**Texto fornecido**
Pauladas e 4 dias na UTI: militar narra 8 h de tortura em curso da PM
Danilo Martins, 34, é soldado da Polícia Militar do Distrito Federal desde 2020. No dia 22 de abril, ele compareceu ao curso de formação do patrulhamento tático móvel do Batalhão de Choque (BPChoque). Ao invés de receber instruções e aprender novas técnicas, ele relata ter sido vítima de tortura, suportando oito horas de agressões físicas e verbais. Os abusos resultaram em uma internação de seis dias, sendo quatro deles na UTI, e a prisão de 14 militares.
Em nota, a Polícia Militar informou que não admite desvios de conduta e apura os fatos de maneira criteriosa e imparcial, observando todo o procedimento legal e permitindo a ampla defesa dos envolvidos.
O que aconteceu:
Martins relata que se inscreveu voluntariamente no curso para aprimorar suas habilidades na Polícia Militar. No entanto, ao se apresentar com os demais participantes, foi abordado pelo tenente e pelo coordenador do curso. De acordo com o soldado, eles solicitaram que ele assinasse um documento de desistência do curso, ameaçando removê-lo da formação caso não o fizesse. "Eu me recusei, e foi a partir desse momento que os abusos começaram".
Primeiramente, o tenente me colocou na frente do turno e disse que se alguém me ajudasse iria ser desligado automaticamente. Fiquei de pé e fui obrigado a segurar um tronco de madeira enquanto jogavam água em mim. Depois, levei spray de pimenta no rosto e me fizeram assinar um documento, que dizia que eu me responsabilizava por futuras lesões. Depois, tudo piorou, relata o soldado.

**Tarefa proposta**
Responda com base na reportagem sobre a tortura no curso da PM:
(a) Desde que ano Danilo Martins é soldado da Polícia Militar do Distrito Federal?
(b) Quantos militares foram presos?
(c) Que documento o tenente e o coordenador pediram que ele assinasse ao se apresentar?

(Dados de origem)
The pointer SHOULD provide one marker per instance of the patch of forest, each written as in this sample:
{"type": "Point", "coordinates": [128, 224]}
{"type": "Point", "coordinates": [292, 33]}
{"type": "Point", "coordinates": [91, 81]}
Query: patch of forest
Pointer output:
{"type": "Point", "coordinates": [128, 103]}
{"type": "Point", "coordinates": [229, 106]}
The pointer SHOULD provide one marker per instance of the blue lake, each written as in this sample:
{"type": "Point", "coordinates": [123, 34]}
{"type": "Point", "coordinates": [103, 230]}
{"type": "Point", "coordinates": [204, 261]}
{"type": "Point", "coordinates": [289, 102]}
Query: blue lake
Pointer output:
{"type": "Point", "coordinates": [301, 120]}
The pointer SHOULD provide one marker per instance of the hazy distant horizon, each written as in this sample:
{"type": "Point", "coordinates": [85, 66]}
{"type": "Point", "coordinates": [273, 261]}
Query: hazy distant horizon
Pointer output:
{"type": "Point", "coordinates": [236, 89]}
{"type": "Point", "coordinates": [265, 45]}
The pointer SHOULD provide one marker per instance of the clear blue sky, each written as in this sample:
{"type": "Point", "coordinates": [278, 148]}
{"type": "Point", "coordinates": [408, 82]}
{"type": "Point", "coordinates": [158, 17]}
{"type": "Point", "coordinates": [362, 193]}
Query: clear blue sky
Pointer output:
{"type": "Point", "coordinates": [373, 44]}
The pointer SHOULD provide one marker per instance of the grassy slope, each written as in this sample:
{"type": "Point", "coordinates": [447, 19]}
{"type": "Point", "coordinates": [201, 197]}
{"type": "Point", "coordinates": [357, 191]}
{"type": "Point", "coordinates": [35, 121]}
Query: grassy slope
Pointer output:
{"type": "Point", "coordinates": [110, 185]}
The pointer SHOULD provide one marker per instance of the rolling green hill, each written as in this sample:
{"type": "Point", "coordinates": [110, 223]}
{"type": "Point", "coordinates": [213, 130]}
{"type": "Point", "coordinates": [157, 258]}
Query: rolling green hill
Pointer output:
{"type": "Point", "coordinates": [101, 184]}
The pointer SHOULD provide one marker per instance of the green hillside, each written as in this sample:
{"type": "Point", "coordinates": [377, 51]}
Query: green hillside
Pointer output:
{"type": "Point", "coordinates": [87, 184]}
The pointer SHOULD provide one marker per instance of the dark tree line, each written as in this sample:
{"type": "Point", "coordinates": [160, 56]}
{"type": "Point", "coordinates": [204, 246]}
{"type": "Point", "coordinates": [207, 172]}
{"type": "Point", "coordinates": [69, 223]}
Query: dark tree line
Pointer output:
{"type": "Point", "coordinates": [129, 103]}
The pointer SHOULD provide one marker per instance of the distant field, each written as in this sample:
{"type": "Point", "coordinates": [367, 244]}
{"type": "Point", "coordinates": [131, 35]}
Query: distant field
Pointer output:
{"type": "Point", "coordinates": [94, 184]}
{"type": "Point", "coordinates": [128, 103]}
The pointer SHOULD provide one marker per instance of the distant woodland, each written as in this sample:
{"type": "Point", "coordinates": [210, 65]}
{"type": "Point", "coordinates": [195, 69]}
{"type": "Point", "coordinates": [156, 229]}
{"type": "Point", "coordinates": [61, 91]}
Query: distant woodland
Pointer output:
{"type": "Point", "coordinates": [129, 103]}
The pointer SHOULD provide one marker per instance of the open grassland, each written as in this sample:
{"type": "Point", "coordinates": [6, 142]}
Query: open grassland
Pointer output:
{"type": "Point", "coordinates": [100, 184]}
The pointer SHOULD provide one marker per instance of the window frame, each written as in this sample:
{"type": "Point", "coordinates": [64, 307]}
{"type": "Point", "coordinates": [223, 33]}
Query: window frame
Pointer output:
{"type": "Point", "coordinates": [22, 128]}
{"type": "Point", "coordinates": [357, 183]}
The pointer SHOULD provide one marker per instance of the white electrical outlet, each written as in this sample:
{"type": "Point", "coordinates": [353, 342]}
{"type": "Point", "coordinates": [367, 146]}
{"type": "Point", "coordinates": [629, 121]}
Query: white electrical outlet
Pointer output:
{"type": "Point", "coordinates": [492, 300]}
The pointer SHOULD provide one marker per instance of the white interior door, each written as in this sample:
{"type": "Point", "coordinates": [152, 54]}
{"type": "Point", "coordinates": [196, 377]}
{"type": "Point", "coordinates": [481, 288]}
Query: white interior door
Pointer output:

**Solução do exercício**
(a) Desde 2020.
(b) 14 militares.
(c) Um documento de desistência do curso.